[Work task]:
The output should consist solely of the line containing "Query: white sneaker" and all lines after it through the final line of the entries below, reproduced exactly.

Segment Start: Provided records

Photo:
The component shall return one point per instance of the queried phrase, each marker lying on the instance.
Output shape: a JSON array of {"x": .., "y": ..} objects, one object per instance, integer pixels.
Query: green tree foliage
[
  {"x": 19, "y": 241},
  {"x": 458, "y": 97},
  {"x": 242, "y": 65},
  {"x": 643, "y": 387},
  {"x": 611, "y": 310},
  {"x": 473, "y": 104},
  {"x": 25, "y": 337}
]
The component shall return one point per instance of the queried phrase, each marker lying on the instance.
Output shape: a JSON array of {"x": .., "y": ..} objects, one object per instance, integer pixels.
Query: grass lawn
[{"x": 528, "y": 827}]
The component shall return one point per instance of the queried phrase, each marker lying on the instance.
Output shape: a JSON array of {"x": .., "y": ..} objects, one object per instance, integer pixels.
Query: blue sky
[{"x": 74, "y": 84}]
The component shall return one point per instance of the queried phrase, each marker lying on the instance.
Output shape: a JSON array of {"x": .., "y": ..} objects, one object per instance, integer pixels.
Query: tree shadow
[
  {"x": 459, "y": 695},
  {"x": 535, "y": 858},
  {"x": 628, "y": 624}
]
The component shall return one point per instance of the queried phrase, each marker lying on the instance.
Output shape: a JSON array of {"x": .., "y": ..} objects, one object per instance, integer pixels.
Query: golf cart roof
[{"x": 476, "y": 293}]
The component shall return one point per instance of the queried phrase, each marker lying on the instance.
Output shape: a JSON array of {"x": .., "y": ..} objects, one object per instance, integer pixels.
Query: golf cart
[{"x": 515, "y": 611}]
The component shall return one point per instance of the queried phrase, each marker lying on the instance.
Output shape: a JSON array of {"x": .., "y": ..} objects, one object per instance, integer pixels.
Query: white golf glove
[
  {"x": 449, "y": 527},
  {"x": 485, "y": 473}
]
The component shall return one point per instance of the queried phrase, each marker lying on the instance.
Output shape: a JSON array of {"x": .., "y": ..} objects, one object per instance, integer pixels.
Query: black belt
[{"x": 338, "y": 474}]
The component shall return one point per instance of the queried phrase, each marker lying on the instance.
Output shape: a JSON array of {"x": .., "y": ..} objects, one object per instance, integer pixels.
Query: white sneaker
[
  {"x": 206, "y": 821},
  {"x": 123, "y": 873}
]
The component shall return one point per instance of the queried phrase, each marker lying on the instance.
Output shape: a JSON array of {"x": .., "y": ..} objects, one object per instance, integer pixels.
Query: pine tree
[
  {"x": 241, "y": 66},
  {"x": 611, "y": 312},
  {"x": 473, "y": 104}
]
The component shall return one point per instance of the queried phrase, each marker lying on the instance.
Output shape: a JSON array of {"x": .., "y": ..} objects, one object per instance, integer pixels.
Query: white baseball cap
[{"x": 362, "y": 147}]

Segment End: Provided records

[Exercise answer]:
Query: white sneaker
[
  {"x": 206, "y": 821},
  {"x": 123, "y": 873}
]
The component shall return one point per instance of the queried phrase, each marker lying on the instance.
Output shape: a JSON array of {"x": .., "y": ..} objects, one object per instance, integer pixels.
Query: pine tree
[
  {"x": 241, "y": 66},
  {"x": 611, "y": 312},
  {"x": 473, "y": 104}
]
The component shall return one point per instance of the queried phrase, each marker lying on the instance.
Output shape: a JSON array of {"x": .., "y": ..} objects, one object per instance, integer pixels.
Query: white baseball cap
[{"x": 362, "y": 147}]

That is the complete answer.